*Problem statement:*
List every line in the records below that contains the word "metal".

---------------

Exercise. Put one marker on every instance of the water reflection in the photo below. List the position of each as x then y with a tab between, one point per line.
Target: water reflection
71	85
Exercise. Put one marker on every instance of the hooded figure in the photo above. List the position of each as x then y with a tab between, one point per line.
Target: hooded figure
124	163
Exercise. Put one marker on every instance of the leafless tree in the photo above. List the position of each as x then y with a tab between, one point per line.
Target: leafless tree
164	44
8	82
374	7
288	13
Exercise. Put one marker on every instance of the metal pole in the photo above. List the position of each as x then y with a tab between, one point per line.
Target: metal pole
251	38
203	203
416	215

---------------

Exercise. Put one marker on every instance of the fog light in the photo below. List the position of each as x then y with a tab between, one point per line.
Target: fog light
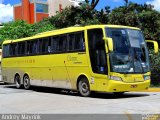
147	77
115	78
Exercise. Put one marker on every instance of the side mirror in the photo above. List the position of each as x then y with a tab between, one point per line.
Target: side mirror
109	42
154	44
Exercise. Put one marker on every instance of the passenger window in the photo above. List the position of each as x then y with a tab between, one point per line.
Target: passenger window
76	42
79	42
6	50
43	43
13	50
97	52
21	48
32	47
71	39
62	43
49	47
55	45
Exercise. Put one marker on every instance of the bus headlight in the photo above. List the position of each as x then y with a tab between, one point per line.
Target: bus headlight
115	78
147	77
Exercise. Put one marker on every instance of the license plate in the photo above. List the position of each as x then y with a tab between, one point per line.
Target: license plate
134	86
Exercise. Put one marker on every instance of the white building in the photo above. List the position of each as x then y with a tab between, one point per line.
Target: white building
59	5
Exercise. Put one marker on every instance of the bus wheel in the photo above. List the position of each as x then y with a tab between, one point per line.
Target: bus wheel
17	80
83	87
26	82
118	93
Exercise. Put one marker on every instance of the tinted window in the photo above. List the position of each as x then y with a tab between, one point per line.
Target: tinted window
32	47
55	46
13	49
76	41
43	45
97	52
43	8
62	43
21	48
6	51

---------------

*Result:*
Exercise. Put one marker on every instance of the metal pole in the photo above. List the position of each as x then y with a tab between, one point per line.
Target: metal pole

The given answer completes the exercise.